■ Problem to solve ■
Reproduce only the stretch of the listing from the line containing "Note: pick out the sky" through the line containing "column 353, row 149", changing "marker" to "pin" and leaving everything else unchanged.
======== Input records ========
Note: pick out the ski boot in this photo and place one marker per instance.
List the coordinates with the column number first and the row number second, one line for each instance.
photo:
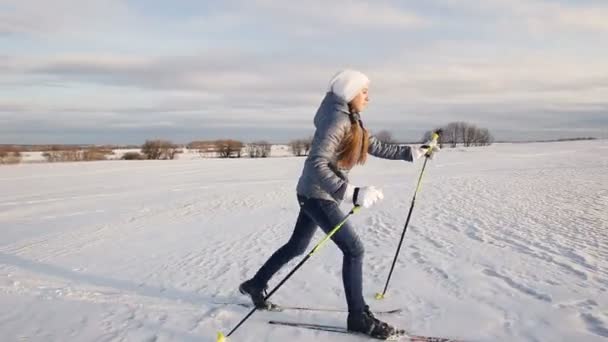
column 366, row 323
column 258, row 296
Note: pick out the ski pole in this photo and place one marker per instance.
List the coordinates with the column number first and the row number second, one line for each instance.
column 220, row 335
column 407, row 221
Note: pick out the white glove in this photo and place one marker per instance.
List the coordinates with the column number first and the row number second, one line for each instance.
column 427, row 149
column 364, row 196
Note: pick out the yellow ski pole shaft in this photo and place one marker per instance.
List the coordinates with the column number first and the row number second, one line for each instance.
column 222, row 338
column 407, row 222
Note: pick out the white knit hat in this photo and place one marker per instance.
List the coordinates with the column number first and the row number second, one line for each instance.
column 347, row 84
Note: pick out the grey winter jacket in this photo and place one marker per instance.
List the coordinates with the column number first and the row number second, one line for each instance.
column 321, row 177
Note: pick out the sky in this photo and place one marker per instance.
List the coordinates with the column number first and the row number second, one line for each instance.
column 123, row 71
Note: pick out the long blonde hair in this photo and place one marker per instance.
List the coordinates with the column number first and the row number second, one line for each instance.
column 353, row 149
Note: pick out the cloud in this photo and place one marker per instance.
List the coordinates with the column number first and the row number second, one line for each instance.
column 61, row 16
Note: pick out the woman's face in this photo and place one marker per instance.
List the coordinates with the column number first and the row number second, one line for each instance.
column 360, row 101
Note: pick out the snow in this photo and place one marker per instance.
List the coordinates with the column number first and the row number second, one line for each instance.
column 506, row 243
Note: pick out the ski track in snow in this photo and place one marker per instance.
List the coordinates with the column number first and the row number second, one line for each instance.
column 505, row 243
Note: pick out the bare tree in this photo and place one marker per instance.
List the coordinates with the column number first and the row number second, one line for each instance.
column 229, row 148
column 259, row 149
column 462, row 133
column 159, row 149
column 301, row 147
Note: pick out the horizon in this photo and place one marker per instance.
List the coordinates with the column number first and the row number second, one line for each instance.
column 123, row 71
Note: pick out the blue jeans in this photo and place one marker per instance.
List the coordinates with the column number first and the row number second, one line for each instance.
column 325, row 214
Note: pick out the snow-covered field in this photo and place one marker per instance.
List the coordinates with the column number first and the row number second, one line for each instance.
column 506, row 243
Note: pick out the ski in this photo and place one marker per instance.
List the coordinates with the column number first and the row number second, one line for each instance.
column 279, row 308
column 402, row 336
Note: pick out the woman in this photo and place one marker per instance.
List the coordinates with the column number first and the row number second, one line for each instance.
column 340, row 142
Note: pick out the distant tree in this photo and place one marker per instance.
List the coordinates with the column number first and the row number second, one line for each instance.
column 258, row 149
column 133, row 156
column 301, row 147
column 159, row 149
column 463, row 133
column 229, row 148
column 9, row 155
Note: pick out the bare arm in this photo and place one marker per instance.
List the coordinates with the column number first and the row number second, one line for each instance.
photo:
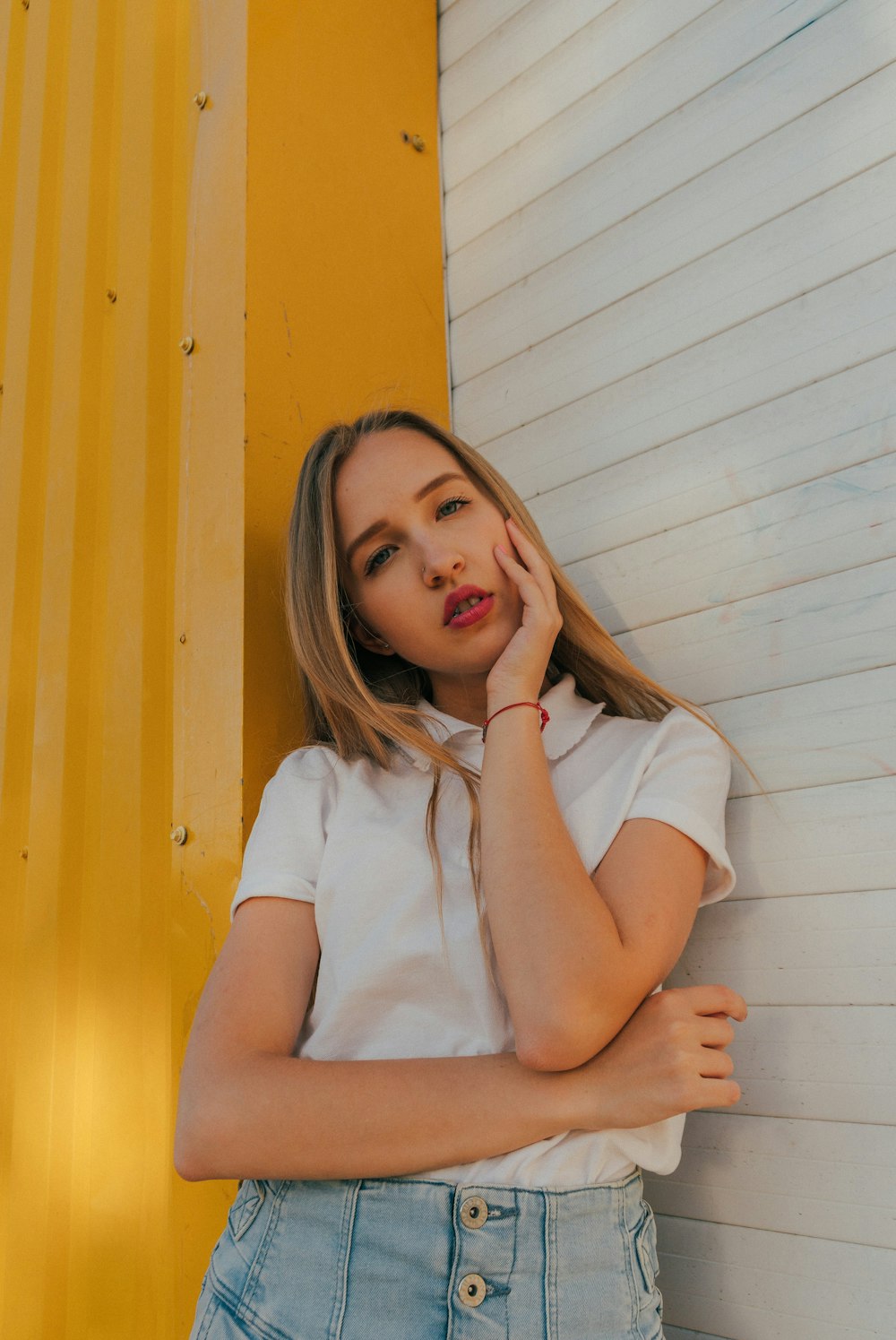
========
======== Input records ========
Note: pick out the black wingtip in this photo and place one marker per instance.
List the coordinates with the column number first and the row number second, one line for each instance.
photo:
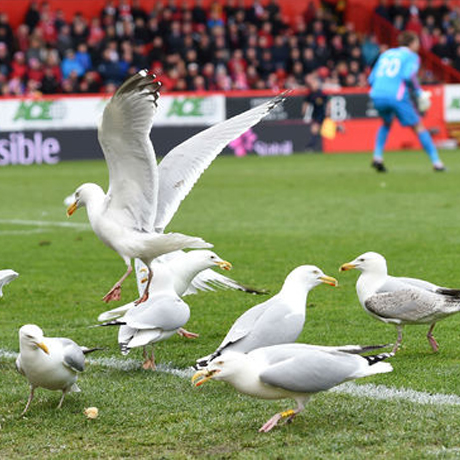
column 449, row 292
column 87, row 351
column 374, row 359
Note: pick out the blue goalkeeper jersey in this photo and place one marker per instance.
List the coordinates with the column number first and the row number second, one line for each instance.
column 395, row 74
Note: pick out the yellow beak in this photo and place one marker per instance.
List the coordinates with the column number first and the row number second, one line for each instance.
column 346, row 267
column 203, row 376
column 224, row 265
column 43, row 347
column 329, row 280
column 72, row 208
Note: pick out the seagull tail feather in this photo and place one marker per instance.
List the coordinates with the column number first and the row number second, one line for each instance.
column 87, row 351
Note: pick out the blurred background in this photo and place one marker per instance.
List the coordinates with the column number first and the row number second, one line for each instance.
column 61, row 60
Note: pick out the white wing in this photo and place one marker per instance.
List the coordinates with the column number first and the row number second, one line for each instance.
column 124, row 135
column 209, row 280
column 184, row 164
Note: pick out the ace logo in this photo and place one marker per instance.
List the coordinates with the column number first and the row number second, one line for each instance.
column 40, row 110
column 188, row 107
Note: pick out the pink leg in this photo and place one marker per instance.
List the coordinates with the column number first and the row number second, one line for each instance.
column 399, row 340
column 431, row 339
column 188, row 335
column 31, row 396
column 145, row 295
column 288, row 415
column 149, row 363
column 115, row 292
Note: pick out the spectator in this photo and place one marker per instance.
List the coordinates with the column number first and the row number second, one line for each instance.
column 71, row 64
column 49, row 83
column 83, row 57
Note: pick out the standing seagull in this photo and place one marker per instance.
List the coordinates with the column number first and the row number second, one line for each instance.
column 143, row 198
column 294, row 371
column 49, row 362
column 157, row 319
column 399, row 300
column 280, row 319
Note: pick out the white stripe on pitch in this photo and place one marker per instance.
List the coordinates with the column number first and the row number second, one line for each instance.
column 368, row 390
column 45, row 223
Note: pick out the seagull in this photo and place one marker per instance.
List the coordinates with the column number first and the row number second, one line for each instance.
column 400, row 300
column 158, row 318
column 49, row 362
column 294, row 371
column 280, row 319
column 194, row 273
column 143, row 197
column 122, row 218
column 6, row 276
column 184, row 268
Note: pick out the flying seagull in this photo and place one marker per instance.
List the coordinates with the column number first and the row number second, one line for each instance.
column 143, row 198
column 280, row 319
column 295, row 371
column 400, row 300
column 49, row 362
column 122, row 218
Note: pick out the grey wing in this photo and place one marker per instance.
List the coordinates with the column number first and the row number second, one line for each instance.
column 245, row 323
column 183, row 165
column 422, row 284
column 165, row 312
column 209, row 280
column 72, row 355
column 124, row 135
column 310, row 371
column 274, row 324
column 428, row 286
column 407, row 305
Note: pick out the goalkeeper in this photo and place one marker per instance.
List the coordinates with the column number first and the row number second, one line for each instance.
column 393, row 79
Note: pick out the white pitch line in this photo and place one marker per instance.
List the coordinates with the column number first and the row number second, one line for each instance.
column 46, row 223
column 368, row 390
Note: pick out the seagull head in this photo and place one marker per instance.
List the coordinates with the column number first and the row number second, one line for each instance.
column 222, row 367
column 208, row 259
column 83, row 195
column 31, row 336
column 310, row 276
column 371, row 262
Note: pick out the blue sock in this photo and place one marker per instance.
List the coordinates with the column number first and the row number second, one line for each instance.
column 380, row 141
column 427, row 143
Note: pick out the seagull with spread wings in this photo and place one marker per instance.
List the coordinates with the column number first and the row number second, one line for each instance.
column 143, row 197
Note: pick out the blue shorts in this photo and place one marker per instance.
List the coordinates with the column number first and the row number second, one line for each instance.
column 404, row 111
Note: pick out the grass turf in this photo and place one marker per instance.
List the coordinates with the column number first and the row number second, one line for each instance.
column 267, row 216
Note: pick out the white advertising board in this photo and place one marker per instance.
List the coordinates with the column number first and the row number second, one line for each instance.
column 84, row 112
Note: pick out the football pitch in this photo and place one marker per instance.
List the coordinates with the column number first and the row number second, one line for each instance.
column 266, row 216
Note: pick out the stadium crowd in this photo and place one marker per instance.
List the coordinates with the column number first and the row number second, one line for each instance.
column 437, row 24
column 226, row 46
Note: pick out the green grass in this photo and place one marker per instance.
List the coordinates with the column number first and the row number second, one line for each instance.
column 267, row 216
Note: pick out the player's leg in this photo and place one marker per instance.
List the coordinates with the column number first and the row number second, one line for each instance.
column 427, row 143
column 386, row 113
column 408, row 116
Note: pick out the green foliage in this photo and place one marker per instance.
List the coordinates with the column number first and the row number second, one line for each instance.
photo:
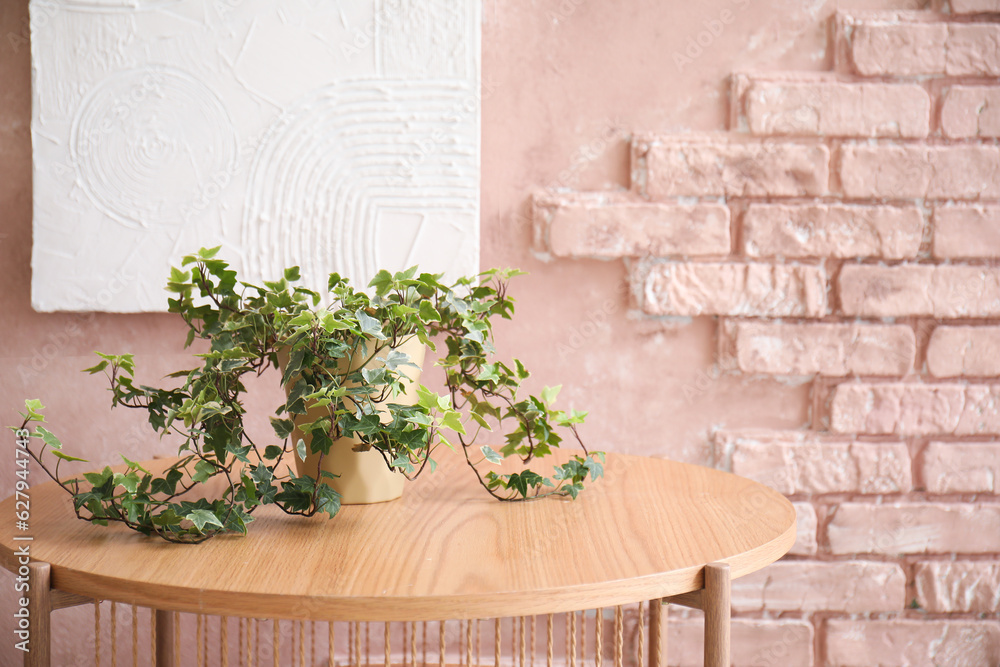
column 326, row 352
========
■ Completed exercise ■
Note: pick out the sky in this photo and place one pin per instance.
List the coordinates with the column number first and the row number second, one line for each instance.
column 123, row 71
Note: pick out the long blonde hair in this photo and place one pin per instance.
List the coordinates with the column number first and the row number second, one line for each instance.
column 353, row 149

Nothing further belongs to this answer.